* Problems to solve *
a. Translate this sentence from the XPath forum post into Spanish: "What I would like to do is to update/edit any of the nodes above when I need to."
b. Please write what comes next in the XPath forum post, picking up from where it stops.

* Extract *
Using DOMXml and Xpath, to update XML entries

Hello I know there is many questions here about those three topics combined together to update XML entries, but it seems everyone is very specific to a given problem.
I have been spending some time trying to understand XPath and its way, but I still can't get what I need to do.
Here we go
I have this XML file
<?xml version="1.0" encoding="UTF-8"?>
<storagehouse xmlns:xsi="http://www.w3.org/2001/XMLSchema-instance"
xsi:noNamespaceSchemaLocation="schema.xsd">
<item id="c7278e33ef0f4aff88da10dfeeaaae7a">
<name>HDMI Cable 3m</name>
<weight>0.5</weight>
<category>Cables</category>
<location>B3</location>
</item>
<item id="df799fb47bc1e13f3e1c8b04ebd16a96">
<name>Dell U2410</name>
<weight>2.5</weight>
<category>Monitors</category>
<location>C2</location>
</item>
</storagehouse>
What I would like to do is to update/edit any of the nodes above when I need to. I will do a Html form for that.
But my biggest conserne is how do I find and update a the desired node and update it?
Here I have some of what I am trying to do
<?php
function fnDOMEditElementCond()
{
$dom = new DOMDocument();
$dom->load('storage.xml');
$library = $dom->documentElement;
$xpath = new DOMXPath($dom);
// I kind of understand this one here
$result = $xpath->query('/storagehouse/item[1]/name');
//This one not so much
$result->item(0)->nodeValue .= ' Series';
// This will remove the CDATA property of the element.
//To retain it, delete this element (see delete eg) & recreate it with CDATA (see create xml eg).

Entries drawn from a collection:
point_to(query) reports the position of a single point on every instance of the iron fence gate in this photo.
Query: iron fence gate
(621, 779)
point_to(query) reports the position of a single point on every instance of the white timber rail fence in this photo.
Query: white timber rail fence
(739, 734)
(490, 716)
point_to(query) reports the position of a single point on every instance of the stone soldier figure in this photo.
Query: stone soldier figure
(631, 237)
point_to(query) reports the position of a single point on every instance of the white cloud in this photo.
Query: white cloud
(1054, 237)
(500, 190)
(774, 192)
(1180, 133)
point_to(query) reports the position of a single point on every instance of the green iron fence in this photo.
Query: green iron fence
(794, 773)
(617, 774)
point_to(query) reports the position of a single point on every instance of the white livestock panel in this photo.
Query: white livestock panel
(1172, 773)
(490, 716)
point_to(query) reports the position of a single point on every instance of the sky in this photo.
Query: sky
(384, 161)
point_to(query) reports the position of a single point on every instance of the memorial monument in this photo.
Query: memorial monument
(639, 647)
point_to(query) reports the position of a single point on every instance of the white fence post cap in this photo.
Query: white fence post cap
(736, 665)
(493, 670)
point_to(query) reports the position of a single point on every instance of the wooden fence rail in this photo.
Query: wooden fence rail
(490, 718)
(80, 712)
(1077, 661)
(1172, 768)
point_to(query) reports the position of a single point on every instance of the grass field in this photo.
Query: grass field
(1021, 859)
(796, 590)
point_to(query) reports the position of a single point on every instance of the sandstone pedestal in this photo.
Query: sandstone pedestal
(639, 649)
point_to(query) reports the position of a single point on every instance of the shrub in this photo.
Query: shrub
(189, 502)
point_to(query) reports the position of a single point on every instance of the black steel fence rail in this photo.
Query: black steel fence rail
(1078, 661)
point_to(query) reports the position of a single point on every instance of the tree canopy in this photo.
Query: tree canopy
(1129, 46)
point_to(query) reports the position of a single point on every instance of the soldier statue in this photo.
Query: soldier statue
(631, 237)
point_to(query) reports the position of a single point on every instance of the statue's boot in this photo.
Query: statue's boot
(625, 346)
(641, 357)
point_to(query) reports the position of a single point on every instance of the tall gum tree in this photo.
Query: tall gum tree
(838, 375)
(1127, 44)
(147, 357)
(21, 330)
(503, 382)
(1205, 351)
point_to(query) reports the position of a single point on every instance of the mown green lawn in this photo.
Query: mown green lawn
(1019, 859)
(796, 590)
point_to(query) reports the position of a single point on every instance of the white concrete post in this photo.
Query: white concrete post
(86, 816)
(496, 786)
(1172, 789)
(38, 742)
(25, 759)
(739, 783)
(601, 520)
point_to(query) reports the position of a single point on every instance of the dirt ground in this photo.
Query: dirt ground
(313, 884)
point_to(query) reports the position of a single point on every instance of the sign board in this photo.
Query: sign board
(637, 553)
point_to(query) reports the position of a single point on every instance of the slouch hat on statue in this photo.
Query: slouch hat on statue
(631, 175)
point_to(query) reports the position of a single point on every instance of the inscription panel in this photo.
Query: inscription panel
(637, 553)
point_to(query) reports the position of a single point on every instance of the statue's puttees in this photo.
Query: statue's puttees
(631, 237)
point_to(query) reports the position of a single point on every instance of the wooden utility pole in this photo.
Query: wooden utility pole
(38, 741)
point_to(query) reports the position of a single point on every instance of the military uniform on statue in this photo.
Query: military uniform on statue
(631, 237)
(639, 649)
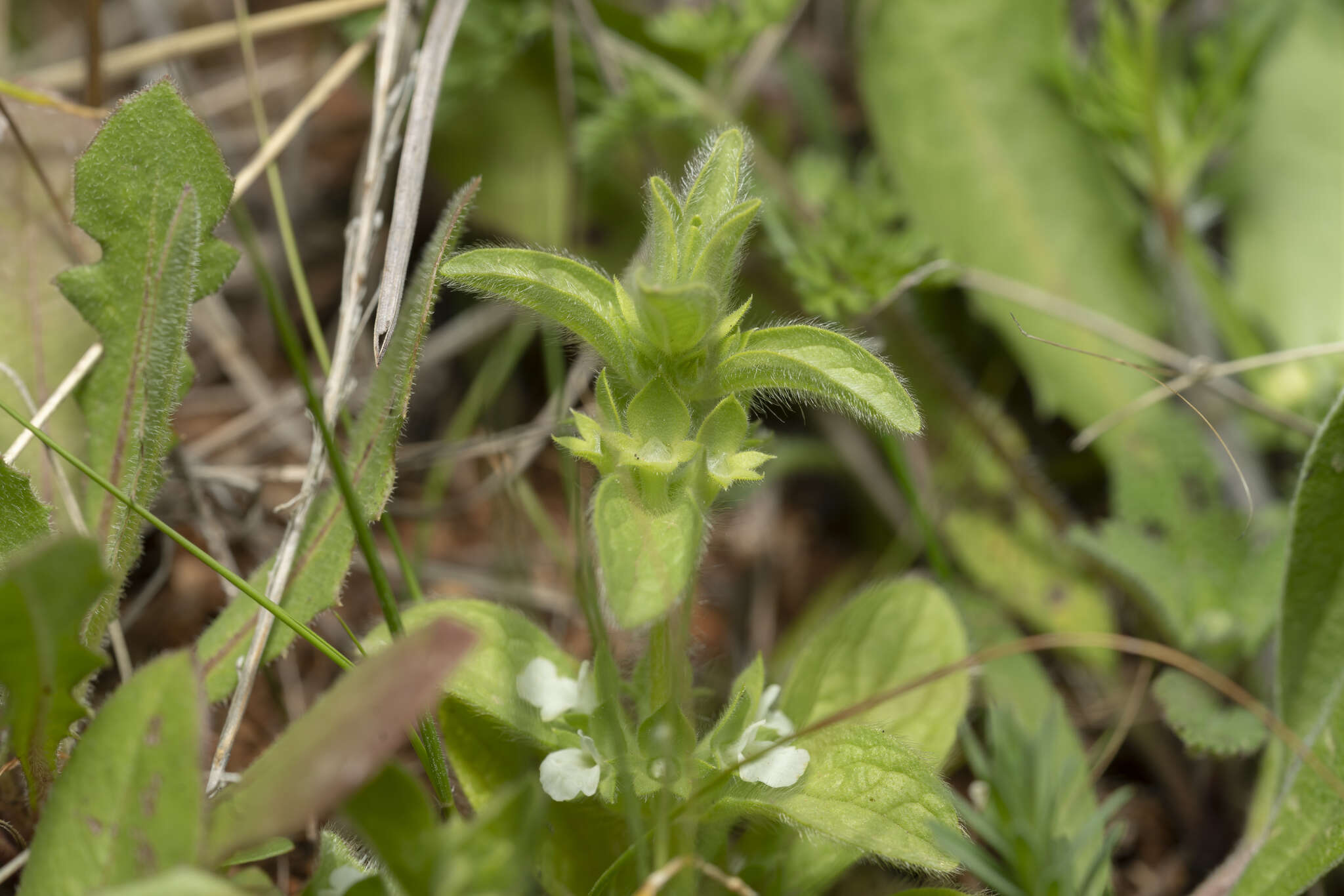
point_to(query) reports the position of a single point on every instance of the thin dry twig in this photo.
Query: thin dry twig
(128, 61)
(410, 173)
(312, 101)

* * *

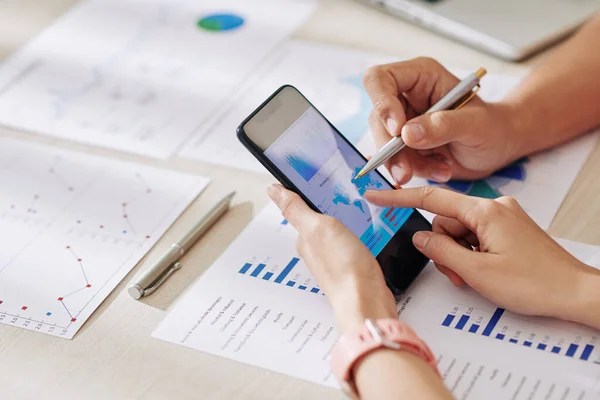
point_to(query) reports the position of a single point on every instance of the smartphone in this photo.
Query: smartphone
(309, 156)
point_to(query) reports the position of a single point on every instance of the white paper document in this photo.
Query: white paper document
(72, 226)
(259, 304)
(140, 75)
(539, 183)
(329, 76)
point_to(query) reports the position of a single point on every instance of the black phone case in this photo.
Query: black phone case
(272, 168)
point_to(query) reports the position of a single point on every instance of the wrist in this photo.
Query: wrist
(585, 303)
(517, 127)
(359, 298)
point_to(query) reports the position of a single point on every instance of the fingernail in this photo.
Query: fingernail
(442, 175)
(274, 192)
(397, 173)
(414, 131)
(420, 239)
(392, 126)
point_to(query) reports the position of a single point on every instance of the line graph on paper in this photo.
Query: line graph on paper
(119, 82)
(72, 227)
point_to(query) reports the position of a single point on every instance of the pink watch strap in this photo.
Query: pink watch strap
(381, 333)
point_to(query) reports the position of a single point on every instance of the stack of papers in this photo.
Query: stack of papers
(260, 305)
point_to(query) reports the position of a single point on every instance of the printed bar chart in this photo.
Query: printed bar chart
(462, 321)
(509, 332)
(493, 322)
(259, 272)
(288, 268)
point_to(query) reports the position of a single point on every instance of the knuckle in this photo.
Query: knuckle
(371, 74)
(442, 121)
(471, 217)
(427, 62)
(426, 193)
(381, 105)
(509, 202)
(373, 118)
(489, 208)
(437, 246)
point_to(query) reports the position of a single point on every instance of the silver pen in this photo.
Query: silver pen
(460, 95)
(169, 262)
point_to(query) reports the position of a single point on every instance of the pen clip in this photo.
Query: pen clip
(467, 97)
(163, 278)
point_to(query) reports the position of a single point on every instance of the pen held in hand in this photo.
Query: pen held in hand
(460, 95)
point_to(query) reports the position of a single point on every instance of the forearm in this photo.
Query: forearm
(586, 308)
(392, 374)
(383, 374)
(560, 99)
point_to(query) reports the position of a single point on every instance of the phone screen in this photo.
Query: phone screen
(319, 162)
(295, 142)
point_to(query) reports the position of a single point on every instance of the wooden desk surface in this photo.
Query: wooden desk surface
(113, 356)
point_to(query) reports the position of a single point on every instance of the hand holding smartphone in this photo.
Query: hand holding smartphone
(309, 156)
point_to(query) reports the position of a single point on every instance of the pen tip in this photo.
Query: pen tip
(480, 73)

* Answers for this exercise *
a. Lo que me gustaría hacer es actualizar/editar cualquiera de los nodos anteriores cuando lo necesite.

b.
//2nd Way
//$result = $xpath->query('/library/book[author="J.R.R.Tolkein"]');
// $result->item(0)->getElementsByTagName('title')->item(0)->nodeValue .= ' Series';
header("Content-type: text/xml");
echo $dom->saveXML();
}
?>
Could someone maybe give me an examples with attributes and so on, so one a user decides to update a desired node, I could find that node with XPath and then update it?
The following example is making use of simplexml which is a close friend of DOMDocument. The xpath shown is the same regardless which method you use, and I use simplexml here to keep the code low. I'll show a more advanced DOMDocument example later on.
So about the xpath: How to find the node and update it. First of all how to find the node:
The node has the element/tagname item. You are looking for it inside the storagehouse element, which is the root element of your XML document. All item elements in your document are expressed like this in xpath:
/storagehouse/item
From the root, first storagehouse, then item. Divided with /. You already know that, so the interesting part is how to only take those item elements that have the specific ID. For that the predicate is used and added at the end:
/storagehouse/item[#id="id"]
This will return all item elements again, but this time only those which have the attribute id with the value id (string). For example in your case with the following XML:
$xml = <<<XML
<?xml version="1.0" encoding="UTF-8"?>
<storagehouse xmlns:xsi="http://www.w3.org/2001/XMLSchema-instance"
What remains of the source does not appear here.